■ Extracto de página

Luego, el libro describe otra transacción en la que el comprador considera que el precio que pide el vendedor es demasiado bajo para la alta calidad de la mercadería, mientras que el vendedor insiste en que el producto no es tan fresco y es más bien ordinario. Al final, el comprador elige uno de los peores productos ofrecidos; la gente que presencia la escena lo acusa de ser injusto, de modo que el comprador toma la mitad de su compra de la pila de mayor calidad y la otra mitad, de la pila de menor calidad. En una tercera transacción, ambas partes comienzan a discutir al evaluar el peso y la calidad de la plata. El comprador que paga en plata dice con severidad que el metal es de mala calidad y peso insuficiente, mientras que el vendedor que cobra asegura que es una plata de calidad y peso superiores. Una vez que el comprador se retiró, el vendedor se siente obligado a darle la plata que considera que se le pagó de más a un vagabundo que viene de otras tierras.
Hay dos cuestiones planteadas en la novela que merecen ser exploradas.
La primera es que, cuando ambas partes deciden sacrificar sus ganancias o insisten en que estas son excesivas, se produce una discusión. En la vida real, la mayoría de las discusiones surgen de la búsqueda de satisfacer nuestro interés personal. Como resultado, solemos cometer el error de suponer que, si siempre nos alineáramos con el otro, no discutiríamos nunca. Sin embargo, en la Tierra de los Caballeros vemos que tomar el interés ajeno como base para nuestras decisiones también genera conflictos; por lo tanto, deberíamos buscar el fundamento lógico de una sociedad armoniosa y coordinada.

(Entradas guardadas)
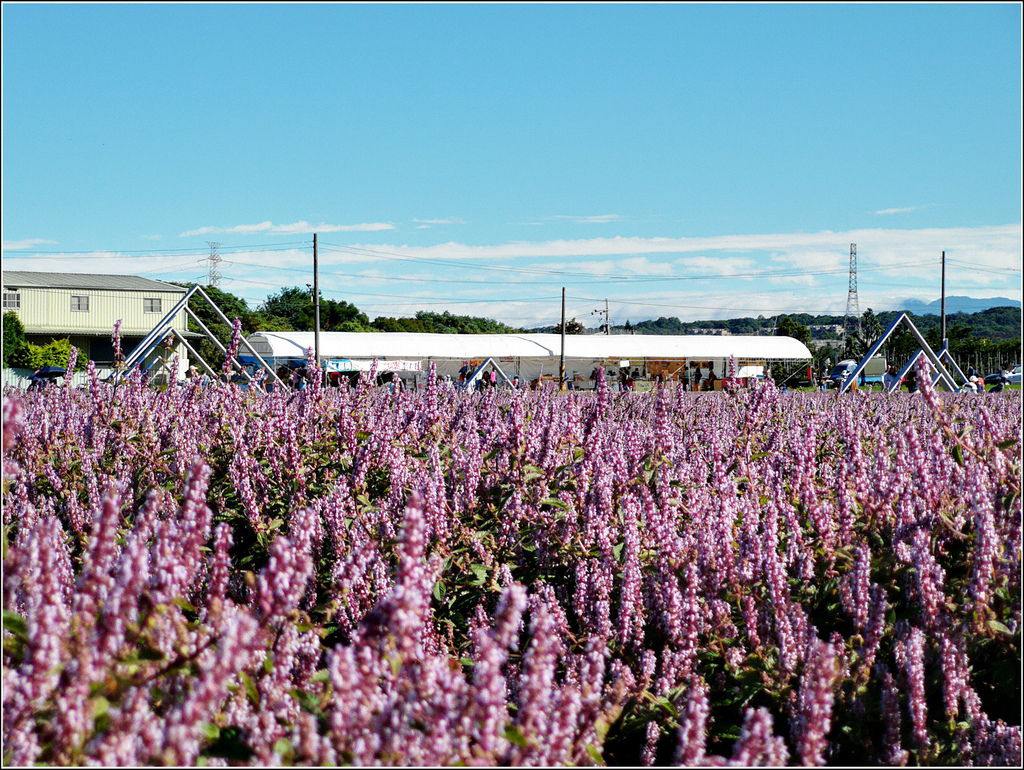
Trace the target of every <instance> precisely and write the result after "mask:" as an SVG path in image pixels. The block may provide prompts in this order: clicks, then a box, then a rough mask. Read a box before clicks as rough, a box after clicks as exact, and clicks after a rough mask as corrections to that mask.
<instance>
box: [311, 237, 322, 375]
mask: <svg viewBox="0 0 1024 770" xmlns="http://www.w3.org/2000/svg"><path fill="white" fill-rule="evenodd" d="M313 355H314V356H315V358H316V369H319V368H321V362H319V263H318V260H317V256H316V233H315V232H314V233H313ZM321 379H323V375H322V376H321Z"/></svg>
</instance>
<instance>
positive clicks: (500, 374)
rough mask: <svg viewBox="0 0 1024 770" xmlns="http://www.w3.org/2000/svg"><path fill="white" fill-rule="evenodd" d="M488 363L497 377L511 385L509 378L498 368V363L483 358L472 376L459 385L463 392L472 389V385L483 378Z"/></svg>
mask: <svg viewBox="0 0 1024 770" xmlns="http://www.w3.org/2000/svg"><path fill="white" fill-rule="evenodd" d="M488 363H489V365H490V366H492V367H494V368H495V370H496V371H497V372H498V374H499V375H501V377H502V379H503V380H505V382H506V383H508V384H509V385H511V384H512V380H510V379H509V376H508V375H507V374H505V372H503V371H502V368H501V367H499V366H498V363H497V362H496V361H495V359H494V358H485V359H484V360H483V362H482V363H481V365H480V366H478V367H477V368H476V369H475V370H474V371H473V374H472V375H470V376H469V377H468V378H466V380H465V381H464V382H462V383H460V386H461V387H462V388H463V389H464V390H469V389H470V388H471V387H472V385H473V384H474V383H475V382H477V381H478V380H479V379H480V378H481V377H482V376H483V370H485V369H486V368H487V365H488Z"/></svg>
==
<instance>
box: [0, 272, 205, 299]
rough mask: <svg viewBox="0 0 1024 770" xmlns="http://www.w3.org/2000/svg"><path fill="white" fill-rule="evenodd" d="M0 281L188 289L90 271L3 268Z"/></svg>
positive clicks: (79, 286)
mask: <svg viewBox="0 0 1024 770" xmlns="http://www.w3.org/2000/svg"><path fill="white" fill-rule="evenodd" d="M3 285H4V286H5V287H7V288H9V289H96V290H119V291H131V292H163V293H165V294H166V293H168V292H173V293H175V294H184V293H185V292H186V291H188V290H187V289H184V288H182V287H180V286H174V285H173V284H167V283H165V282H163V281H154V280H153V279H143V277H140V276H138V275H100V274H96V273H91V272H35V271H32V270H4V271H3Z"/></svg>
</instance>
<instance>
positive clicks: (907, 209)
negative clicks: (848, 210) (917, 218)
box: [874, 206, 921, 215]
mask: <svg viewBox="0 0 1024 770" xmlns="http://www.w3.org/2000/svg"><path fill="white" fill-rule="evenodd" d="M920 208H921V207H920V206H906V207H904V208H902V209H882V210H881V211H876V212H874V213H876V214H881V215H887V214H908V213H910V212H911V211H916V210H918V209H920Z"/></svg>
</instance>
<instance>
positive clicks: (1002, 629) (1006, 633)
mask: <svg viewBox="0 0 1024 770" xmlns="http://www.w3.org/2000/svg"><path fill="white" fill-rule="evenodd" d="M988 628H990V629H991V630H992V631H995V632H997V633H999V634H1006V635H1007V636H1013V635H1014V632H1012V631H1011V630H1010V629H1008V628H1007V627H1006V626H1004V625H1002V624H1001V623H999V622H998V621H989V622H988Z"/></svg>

■ Instrucciones
**a)** Traduce al inglés esta oración del fragmento sobre la Tierra de los Caballeros: "En la vida real, la mayoría de las discusiones surgen de la búsqueda de satisfacer nuestro interés personal."
**b)** Responde estas preguntas con datos del fragmento sobre la Tierra de los Caballeros:
(i) En la transacción en que el comprador considera que el precio es demasiado bajo, ¿qué asegura el vendedor sobre el producto?
(ii) Cuando la gente lo acusa de injusto, ¿de qué pilas toma el comprador su compra?
(iii) ¿A quién le da el vendedor la plata que considera que se le pagó de más?
**c)** Prosigue el fragmento sobre la Tierra de los Caballeros a partir de su última oración.
Los registros son un material independiente del fragmento sobre la Tierra de los Caballeros.

■ Respuestas
**a)** In real life, most arguments arise from the pursuit of satisfying our own self-interest.

**b)**
(i) Que el producto no es tan fresco y es más bien ordinario.
(ii) Toma la mitad de la pila de mayor calidad y la otra mitad de la pila de menor calidad.
(iii) A un vagabundo que viene de otras tierras.

**c)**
Si damos un paso más en nuestra investigación, descubriremos que, en las transacciones comerciales de la vida real, cada parte busca su propia ganancia y a través de negociar las condiciones (como el precio y la calidad) se puede llegar a un acuerdo. En cambio, en la Tierra de los Caballeros, tal acuerdo es imposible. En la novela, el autor debe recurrir a un anciano, a un vagabundo y hasta a la compulsión para resolver el conflicto. Aquí nos encontramos con una verdad profunda e importante: las negociaciones en las que ambas partes persiguen su ganancia personal pueden llegar a un equilibrio, mientras que, si cada parte persigue el interés de la otra, jamás llegarán a un consenso.
Más aún, eso crearía una sociedad permanentemente reñida consigo misma, lo que contradice de lleno las expectativas de la mayoría. Puesto que la Tierra de los Caballeros es incapaz de alcanzar un equilibrio en las relaciones entre sus habitantes, eventualmente se convertirá en la Tierra de los Desconsiderados y Groseros. Ya que la Tierra de los Caballeros busca el interés ajeno, es un caldo de cultivo para personajes viles. Cuando los Caballeros no logran dar por concluido un intercambio, los Desconsiderados y Groseros pueden aprovecharse del hecho de que los Caballeros buscan una ganancia sacrificando su propio interés. Si las cosas continuaran así, probablemente los Caballeros se extinguirían y serían reemplazados por los Desconsiderados y Groseros.
De esa idea se deduce que los seres humanos solo pueden cooperar cuando persiguen su propio interés. Esos son los cimientos sólidos sobre los que la humanidad puede esforzarse en pos de crear un mundo ideal. Si la humanidad persiguiera directa y exclusivamente el beneficio ajeno, no podría realizar ningún ideal.
Por supuesto, tomando a la realidad como punto de partida, todos debemos estar atentos a nuestro prójimo y a encontrar el modo de reprimir nuestros deseos egoístas a fin de reducir los conflictos. Pero si la atención al interés ajeno se convirtiera en la meta de todos nuestros comportamientos, generaría el mismo conflicto que describió Li Ruzhen en la Tierra de los Caballeros. Algunos dirán que los elementos más cómicos de la vida en la Tierra de los Caballeros no podrían ocurrir en la vida real, pero, como gradualmente va demostrando el libro, los sucesos del mundo y los de la Tierra de los Caballeros tienen causas similares. Para decirlo de otro modo, ni el mundo real ni la Tierra de los Caballeros tienen claro el principio de la búsqueda del interés personal.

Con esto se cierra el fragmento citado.